- _Instructions to follow_:
Answer these questions from the article on Principia College's Educational Studies department:
1. Since 2017, what share of the College's graduates has the department accounted for?
2. At which school is Marshall McCurties Head of Upper School?
3. What award did the History of St. Louis class receive?

- _Source document_:
....

Principia College Educational Studies: An Incubator for Future Leaders


Something is afoot in Principia’s Educational Studies department. While it offers just one of the College’s majors, it has accounted  for one of every six graduates since 2017—four times the national average. And beyond being merely popular, the program is proving to be an incubator for future leaders.

From School Corridors to Halls of Government 

One such leader is Marshall McCurties (US’11, C’15), Head of Upper School at the Overlake School in Redmond, Washington. McCurties began his career under the mentorship of another Principia College graduate, Scott Small (US’93, C’97), the current Head of Upper School at Mary Institute-Country Day School (MICDS) in St. Louis. There, McCurties co-created the popular History of St. Louis class, which was recently awarded the American Historical Association’s Beveridge Family Teaching Prize.

....

- _Record set_:

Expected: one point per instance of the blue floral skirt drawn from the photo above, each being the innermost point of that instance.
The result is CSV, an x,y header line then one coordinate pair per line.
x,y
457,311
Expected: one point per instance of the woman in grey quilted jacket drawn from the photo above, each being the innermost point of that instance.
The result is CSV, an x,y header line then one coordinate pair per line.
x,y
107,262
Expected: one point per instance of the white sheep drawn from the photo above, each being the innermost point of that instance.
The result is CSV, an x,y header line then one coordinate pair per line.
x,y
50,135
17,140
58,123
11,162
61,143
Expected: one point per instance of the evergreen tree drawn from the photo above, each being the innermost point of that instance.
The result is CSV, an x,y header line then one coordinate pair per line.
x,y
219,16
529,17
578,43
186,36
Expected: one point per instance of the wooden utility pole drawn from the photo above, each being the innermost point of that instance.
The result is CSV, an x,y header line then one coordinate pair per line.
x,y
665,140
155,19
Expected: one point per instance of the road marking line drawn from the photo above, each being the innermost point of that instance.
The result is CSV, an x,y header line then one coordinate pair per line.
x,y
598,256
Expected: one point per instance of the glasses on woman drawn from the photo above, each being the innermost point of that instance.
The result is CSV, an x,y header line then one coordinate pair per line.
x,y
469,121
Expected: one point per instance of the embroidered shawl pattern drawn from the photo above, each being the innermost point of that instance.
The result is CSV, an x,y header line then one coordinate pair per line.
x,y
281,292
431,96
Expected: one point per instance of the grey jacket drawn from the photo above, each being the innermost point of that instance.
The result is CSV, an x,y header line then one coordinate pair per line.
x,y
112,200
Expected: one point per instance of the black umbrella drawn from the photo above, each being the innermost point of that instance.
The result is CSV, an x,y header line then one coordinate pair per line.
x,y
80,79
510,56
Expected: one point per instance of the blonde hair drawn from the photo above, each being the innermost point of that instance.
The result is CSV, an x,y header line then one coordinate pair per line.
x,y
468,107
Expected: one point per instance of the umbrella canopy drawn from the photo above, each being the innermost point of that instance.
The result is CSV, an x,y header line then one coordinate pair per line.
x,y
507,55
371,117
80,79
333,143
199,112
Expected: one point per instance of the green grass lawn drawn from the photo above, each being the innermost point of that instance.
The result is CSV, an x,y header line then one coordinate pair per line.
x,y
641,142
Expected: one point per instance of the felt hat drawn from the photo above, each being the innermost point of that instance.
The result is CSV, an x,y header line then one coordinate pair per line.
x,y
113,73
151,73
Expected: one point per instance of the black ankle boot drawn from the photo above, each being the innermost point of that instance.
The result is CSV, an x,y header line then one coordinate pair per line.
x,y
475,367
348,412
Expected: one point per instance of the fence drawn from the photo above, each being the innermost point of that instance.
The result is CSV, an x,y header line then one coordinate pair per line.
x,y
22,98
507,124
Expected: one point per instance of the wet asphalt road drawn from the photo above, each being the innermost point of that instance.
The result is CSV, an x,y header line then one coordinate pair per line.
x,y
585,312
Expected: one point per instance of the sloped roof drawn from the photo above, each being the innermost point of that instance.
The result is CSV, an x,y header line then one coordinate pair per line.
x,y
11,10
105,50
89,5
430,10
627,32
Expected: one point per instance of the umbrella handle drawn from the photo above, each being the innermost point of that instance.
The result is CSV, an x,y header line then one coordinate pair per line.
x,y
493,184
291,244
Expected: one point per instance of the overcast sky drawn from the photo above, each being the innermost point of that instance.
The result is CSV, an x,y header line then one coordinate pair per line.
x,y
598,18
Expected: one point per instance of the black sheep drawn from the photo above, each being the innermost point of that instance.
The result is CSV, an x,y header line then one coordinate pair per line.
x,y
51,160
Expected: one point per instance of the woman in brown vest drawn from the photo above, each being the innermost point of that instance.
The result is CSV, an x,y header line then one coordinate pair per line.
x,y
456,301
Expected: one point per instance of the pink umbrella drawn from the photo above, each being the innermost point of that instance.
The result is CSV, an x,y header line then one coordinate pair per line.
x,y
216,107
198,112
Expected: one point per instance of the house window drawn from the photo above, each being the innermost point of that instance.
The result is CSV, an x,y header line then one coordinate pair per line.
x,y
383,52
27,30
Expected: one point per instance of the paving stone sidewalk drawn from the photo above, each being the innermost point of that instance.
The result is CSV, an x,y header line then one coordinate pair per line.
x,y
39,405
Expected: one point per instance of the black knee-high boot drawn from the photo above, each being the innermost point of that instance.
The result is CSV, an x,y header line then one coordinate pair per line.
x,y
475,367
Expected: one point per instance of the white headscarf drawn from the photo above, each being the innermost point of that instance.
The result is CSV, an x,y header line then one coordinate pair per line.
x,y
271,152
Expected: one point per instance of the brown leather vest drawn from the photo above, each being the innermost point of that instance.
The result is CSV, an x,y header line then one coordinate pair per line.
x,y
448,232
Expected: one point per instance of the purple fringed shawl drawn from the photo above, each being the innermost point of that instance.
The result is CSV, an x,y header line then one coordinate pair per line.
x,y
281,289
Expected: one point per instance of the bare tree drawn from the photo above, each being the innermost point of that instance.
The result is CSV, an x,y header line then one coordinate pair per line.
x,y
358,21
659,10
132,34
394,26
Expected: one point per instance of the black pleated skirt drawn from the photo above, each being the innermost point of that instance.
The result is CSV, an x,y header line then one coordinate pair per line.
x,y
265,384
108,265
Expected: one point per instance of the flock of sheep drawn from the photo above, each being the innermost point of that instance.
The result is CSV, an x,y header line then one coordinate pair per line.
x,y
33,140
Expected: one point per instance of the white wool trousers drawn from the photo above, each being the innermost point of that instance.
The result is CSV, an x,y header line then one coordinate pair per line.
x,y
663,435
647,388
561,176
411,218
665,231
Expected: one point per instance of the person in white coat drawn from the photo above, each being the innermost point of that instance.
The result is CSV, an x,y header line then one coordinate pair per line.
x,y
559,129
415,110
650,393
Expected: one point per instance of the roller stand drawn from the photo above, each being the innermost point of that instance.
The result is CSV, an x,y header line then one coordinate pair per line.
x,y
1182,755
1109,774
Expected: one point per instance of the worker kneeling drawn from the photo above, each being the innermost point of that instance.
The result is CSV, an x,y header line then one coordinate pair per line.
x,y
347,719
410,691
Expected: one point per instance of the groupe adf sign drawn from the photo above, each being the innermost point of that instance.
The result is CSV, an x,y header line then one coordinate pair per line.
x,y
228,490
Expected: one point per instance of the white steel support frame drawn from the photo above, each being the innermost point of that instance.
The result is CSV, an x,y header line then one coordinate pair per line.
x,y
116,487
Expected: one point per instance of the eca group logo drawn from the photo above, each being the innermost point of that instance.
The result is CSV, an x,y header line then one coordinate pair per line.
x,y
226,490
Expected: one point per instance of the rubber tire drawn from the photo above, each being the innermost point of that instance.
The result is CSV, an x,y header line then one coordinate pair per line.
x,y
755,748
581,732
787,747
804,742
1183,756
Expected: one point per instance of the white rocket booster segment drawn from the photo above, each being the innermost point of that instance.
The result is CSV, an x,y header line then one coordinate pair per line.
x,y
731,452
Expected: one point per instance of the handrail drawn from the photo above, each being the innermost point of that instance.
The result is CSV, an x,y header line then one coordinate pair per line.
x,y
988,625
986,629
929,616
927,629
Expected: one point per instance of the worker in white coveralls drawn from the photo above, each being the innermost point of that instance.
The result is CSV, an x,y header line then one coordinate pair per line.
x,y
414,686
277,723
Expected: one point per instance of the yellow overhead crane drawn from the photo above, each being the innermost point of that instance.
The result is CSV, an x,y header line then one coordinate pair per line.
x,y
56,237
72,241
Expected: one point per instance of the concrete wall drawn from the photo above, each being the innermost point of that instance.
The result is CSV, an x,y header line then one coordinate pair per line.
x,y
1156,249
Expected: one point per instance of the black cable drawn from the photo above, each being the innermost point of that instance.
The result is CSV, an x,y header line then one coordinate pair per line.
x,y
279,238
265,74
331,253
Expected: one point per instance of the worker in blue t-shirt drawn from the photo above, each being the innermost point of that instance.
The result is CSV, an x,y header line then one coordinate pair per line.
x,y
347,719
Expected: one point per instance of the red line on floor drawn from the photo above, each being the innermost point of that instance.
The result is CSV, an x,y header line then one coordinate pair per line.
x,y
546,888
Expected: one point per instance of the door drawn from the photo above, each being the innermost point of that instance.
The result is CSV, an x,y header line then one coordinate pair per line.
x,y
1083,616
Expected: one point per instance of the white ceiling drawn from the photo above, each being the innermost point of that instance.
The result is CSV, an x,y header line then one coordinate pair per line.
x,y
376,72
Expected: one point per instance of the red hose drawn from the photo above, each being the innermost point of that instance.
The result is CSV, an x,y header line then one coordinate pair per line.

....

- _Response_:
1. One of every six graduates.
2. The Overlake School in Redmond, Washington.
3. The American Historical Association's Beveridge Family Teaching Prize.